Exercise aim.
Give the material again in full, matching it exactly.
++++ Entries shown ++++
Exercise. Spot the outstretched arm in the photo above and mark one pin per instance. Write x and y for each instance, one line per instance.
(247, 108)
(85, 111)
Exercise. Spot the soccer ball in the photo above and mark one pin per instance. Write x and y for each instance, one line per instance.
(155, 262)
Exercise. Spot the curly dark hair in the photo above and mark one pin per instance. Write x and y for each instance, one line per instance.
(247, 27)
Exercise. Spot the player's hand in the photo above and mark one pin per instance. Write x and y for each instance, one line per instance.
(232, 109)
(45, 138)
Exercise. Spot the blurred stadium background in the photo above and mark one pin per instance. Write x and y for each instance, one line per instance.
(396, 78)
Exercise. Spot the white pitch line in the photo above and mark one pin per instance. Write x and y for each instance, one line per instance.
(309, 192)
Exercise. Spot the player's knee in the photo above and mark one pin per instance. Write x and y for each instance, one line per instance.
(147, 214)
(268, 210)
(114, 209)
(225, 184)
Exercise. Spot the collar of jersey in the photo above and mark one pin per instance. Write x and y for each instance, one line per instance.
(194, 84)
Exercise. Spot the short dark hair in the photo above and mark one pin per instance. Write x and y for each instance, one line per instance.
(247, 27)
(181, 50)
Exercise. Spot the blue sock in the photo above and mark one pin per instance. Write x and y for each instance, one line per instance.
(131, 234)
++++
Response for this exercise.
Exercise. Spot the outstretched arm in the photo above and mark one pin per instance. Write x and y for each instance, one line per instance.
(247, 108)
(85, 111)
Exercise. Spot the soccer ball in the photo above and mark one pin per instance. Write x and y for each instance, one line per instance.
(155, 262)
Exercise. Spot the curly dark hair in the photo above and mark one pin per instance. Write x and y for each instance, one line per instance.
(247, 27)
Exercise. Spot the player's hand in the photo above and mark one pin per instance. Write x and y for each instance, one line per instance.
(232, 109)
(45, 138)
Exercise. Spot the blurred stadium background in the photo above and mark one pin per instance. Write x and y for each instance, one line per instance.
(396, 78)
Exercise. Spot the white pitch line in the photo above and mark one pin per instance. Write x and y for each instance, one line per instance.
(309, 192)
Exercise. Spot the player's knee in the photo above and mark one pin per instance. Write x and y for each instance, one line per instance.
(147, 214)
(268, 210)
(114, 209)
(225, 184)
Exercise. Spot the collar of jersey in the photo above and mark one pin per instance. Write x and y for each instance, one line per instance.
(194, 84)
Exercise. Spot the short dark hair in the photo above and mark one pin per instance. Write x and y for each instance, one line per instance.
(247, 27)
(181, 50)
Exercise. Spot the blue sock in the photo above and mark one pin per instance. Write x and y for each instance, one line per instance.
(131, 234)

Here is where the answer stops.